INPUT DATA>

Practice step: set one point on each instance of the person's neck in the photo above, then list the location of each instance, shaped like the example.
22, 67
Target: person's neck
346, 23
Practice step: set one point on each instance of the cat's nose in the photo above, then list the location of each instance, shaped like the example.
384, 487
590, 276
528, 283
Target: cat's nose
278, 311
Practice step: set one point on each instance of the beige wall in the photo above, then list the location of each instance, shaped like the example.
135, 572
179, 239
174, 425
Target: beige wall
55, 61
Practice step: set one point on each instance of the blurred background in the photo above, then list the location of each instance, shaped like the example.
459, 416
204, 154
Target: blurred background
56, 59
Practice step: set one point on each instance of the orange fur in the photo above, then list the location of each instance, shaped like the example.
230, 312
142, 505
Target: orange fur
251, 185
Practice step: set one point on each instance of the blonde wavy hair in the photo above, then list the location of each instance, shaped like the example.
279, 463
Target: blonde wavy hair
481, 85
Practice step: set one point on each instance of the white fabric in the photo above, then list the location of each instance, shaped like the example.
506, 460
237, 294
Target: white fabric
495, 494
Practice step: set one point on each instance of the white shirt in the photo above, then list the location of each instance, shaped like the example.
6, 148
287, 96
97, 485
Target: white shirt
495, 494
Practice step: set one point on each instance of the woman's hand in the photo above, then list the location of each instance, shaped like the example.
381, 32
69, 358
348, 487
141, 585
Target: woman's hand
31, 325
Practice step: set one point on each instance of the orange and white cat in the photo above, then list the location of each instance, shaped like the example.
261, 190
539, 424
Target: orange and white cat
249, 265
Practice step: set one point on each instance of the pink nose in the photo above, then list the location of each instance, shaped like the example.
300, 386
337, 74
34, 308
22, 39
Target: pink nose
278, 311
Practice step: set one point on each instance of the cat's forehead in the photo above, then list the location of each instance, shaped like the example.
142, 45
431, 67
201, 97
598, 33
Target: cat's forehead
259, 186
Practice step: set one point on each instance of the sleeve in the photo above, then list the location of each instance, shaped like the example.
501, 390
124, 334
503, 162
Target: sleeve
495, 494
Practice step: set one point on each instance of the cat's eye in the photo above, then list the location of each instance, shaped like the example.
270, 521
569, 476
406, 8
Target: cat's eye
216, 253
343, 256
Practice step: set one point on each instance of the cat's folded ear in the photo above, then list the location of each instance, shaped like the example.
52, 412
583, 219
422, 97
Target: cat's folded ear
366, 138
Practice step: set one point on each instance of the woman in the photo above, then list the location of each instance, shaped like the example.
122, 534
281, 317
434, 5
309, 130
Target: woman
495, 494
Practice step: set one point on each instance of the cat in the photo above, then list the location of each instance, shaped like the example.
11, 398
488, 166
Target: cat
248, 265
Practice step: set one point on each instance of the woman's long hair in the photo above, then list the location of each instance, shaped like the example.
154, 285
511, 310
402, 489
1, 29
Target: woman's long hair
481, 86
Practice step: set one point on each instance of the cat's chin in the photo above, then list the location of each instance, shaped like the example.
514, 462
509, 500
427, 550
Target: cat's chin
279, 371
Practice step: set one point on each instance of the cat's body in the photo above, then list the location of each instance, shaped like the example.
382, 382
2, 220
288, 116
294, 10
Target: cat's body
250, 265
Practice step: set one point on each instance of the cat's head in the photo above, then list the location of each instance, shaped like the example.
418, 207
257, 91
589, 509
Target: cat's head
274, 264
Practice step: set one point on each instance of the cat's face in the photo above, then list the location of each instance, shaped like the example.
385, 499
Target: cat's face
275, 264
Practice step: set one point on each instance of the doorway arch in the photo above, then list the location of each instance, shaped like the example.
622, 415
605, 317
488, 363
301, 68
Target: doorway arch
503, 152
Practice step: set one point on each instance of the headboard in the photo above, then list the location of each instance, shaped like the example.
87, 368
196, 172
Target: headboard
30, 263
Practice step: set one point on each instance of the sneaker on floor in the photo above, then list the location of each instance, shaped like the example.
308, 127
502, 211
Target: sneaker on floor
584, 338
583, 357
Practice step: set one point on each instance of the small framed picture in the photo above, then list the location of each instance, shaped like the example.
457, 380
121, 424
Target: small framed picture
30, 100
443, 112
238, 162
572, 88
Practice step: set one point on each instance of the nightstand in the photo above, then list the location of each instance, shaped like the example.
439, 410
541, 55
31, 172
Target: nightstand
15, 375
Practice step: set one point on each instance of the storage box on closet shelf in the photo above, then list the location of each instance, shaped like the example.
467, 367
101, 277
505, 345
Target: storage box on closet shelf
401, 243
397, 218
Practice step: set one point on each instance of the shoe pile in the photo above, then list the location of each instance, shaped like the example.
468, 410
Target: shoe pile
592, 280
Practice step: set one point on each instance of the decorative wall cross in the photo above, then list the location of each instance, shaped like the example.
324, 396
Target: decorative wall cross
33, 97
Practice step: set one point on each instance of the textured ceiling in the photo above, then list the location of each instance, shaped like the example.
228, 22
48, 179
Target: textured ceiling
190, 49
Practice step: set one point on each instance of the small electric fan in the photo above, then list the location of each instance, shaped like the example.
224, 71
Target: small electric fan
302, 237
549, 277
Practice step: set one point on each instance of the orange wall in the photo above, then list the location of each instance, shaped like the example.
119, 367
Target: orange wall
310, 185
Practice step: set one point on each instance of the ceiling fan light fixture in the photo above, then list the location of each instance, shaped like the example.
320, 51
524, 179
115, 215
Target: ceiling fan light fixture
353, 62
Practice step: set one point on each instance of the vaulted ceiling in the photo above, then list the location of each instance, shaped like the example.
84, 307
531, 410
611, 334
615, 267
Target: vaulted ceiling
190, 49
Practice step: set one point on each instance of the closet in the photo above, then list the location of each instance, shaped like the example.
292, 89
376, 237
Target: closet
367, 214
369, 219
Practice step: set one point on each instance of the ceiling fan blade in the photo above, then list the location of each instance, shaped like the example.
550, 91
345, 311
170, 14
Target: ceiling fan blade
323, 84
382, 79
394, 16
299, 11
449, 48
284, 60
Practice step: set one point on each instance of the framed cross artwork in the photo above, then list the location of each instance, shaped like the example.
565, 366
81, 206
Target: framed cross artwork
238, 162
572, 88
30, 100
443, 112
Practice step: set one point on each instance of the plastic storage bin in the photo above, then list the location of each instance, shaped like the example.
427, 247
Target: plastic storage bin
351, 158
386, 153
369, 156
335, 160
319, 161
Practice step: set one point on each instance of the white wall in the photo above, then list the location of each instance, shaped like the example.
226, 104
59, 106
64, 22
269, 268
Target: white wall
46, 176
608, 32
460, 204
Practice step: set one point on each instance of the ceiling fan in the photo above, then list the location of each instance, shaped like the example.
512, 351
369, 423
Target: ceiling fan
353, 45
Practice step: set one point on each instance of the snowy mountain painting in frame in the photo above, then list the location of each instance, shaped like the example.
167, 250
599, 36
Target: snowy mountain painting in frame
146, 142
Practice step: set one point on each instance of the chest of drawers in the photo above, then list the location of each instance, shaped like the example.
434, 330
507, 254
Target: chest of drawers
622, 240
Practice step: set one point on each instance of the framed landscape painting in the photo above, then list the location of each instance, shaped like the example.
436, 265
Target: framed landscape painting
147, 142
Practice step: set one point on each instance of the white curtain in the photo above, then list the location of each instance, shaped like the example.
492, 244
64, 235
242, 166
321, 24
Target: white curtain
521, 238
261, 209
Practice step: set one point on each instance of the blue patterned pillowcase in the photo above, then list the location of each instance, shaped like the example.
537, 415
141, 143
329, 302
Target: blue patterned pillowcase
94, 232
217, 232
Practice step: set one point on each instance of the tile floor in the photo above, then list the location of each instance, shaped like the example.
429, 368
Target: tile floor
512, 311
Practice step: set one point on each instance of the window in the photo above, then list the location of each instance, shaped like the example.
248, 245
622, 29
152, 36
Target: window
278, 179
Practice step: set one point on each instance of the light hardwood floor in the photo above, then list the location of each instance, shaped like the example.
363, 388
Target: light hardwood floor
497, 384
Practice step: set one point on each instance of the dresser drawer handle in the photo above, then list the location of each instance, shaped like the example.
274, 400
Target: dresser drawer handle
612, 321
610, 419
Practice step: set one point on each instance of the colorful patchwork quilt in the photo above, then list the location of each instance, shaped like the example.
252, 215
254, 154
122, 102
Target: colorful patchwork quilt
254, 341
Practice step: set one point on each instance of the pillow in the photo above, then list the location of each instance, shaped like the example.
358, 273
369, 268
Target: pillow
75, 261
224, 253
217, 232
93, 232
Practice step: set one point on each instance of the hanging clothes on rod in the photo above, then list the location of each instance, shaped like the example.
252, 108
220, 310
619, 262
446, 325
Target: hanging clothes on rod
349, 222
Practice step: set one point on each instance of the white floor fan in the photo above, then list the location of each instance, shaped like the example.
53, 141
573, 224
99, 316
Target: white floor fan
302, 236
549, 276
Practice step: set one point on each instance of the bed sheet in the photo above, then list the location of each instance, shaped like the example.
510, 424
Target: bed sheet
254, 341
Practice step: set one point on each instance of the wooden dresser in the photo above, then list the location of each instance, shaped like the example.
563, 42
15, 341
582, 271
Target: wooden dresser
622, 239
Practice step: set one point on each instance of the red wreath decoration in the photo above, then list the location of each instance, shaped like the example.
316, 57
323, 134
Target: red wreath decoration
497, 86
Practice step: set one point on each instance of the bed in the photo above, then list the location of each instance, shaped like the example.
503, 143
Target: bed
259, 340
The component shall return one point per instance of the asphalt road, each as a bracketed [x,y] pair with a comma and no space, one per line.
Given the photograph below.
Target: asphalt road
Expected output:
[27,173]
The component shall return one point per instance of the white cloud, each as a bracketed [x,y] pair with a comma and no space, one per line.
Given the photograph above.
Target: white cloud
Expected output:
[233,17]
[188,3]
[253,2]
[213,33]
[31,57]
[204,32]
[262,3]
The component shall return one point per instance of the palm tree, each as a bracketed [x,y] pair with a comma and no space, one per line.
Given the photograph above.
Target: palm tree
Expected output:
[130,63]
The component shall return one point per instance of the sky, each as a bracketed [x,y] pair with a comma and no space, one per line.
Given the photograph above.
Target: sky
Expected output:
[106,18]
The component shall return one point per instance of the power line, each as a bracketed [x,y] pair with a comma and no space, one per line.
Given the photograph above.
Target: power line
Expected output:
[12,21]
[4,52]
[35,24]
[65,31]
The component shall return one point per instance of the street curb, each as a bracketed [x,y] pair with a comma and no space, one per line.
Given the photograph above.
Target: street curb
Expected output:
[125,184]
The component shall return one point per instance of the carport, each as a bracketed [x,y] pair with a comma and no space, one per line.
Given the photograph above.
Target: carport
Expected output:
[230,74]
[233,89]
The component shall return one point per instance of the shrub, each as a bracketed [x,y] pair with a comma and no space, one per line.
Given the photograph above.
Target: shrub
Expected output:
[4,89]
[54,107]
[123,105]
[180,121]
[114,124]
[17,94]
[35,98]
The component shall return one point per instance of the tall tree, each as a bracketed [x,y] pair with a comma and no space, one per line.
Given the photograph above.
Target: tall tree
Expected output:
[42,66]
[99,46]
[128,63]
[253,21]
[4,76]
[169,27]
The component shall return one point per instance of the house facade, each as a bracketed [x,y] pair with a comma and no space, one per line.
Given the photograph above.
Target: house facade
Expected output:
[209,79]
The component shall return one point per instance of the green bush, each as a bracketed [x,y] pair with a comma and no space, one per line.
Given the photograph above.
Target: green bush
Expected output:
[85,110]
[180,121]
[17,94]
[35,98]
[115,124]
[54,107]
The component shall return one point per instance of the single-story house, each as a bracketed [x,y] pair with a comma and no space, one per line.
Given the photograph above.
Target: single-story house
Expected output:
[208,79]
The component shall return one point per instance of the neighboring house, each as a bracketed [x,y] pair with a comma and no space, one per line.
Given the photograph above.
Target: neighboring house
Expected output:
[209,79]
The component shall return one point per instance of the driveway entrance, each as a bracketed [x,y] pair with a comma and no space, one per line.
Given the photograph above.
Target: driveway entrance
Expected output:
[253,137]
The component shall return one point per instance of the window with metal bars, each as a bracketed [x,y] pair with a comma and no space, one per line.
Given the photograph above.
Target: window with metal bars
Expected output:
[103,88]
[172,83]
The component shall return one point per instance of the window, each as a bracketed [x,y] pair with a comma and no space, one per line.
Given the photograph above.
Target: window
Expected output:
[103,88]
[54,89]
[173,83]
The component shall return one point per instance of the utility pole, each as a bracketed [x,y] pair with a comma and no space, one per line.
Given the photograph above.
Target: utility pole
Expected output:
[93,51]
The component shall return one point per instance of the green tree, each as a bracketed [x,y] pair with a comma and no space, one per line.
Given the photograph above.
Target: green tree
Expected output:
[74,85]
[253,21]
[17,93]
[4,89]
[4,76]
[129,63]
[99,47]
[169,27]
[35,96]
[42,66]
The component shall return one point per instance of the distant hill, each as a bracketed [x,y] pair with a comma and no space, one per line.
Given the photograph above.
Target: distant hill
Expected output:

TASK OBJECTIVE>
Every line above holding the string "bars" should be listed.

COMPLETED EXERCISE>
The component shall return one point per instance of the window with metal bars, each as a bracketed [x,y] pair with a comma and no space, one per line.
Target: window with metal bars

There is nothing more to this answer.